◆ **Problem**:
Copy each of the lines below word for word.

▬▬▬▬▬▬

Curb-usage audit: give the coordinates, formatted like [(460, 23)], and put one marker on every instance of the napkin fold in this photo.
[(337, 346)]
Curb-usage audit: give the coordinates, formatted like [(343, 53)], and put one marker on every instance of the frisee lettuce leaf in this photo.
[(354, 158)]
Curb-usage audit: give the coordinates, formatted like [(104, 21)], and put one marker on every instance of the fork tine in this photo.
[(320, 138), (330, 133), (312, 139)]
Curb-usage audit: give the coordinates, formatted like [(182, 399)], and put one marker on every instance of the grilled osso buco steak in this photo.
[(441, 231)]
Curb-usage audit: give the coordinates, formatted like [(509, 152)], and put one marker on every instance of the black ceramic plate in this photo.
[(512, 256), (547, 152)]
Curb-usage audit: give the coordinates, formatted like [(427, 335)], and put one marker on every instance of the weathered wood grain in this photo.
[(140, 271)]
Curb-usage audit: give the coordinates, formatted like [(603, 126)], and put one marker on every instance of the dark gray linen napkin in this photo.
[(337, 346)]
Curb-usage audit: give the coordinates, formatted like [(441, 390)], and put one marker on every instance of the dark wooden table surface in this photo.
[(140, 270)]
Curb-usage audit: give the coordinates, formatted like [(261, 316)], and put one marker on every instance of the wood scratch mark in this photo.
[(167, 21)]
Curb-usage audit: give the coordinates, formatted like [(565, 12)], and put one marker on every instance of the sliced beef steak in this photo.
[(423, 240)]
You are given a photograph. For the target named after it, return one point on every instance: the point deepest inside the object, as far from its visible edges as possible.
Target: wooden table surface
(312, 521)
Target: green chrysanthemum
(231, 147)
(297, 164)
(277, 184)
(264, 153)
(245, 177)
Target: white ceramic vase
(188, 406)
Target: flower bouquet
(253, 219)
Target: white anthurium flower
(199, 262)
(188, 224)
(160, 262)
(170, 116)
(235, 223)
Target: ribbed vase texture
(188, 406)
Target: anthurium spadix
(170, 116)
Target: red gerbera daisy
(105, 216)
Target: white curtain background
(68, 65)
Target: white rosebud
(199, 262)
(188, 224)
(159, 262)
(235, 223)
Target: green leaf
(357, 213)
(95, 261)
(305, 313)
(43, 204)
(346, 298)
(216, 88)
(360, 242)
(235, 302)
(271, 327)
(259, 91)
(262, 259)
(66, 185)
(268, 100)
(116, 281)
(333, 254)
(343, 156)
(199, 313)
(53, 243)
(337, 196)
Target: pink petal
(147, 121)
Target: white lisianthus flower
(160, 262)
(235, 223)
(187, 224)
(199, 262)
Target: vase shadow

▬▬▬▬▬▬

◆ **Task response**:
Curb-usage audit: give the coordinates, formatted like [(460, 23)], and put one marker on every instance of the napkin fold in this photo.
[(337, 346)]
Curb-usage audit: give the coordinates, formatted like [(343, 53)], and put one marker on every instance of the frisee lettuce leaf in this photo.
[(354, 158)]
Curb-usage audit: give the coordinates, formatted like [(104, 21)], and put one marker on every instance of the fork tine in this photo.
[(320, 138), (330, 133), (312, 139)]
Curb-usage audit: give the coordinates, formatted like [(182, 399)], and put one marker on every instance of the grilled osso buco steak in this photo.
[(441, 231)]
Curb-usage audit: give the coordinates, formatted like [(509, 152)], and put one marker on every instance of the black ceramic plate in this photo.
[(512, 256), (547, 152)]
Curb-usage audit: give the coordinates, formatted like [(427, 335)], and put one marker on every instance of the weathered wood grain in this photo.
[(140, 271)]
Curb-usage audit: give the coordinates, formatted like [(603, 126)], and put one marker on every instance of the dark gray linen napkin in this photo.
[(337, 346)]
Curb-usage audit: give the coordinates, formatted like [(441, 390)], and put one marker on every instance of the dark wooden table surface in this photo.
[(140, 270)]
Curb-usage audit: give the coordinates, formatted like [(261, 316)], and put one marker on every instance of the wood scratch mark in this photo.
[(167, 21)]
Curb-usage audit: give the coordinates, formatted like [(565, 12)], and put one marker on every instance of the sliced beef steak in this photo.
[(423, 240)]
You are given a photograph. For the target named after it, return one point on every instance: the point deepest inside the object, as far from its visible edges as possible.
Target: wooden table surface
(312, 521)
Target: green chrysanthemum
(231, 147)
(297, 164)
(277, 184)
(264, 153)
(245, 177)
Target: white ceramic vase
(188, 406)
Target: flower bouquet
(253, 219)
Target: white anthurium flower
(199, 262)
(188, 224)
(160, 262)
(170, 116)
(235, 223)
Target: ribbed vase texture
(188, 406)
Target: anthurium spadix
(170, 116)
Target: red gerbera daisy
(105, 216)
Target: white curtain background
(68, 65)
Target: white rosebud
(199, 262)
(188, 224)
(159, 262)
(235, 223)
Target: green leaf
(357, 213)
(95, 261)
(305, 313)
(43, 204)
(346, 298)
(216, 88)
(360, 242)
(235, 302)
(271, 327)
(259, 91)
(262, 259)
(66, 185)
(268, 100)
(116, 281)
(333, 254)
(343, 156)
(199, 313)
(53, 243)
(337, 196)
Target: pink petal
(147, 121)
Target: white lisianthus flower
(160, 262)
(235, 223)
(187, 224)
(199, 262)
Target: vase shadow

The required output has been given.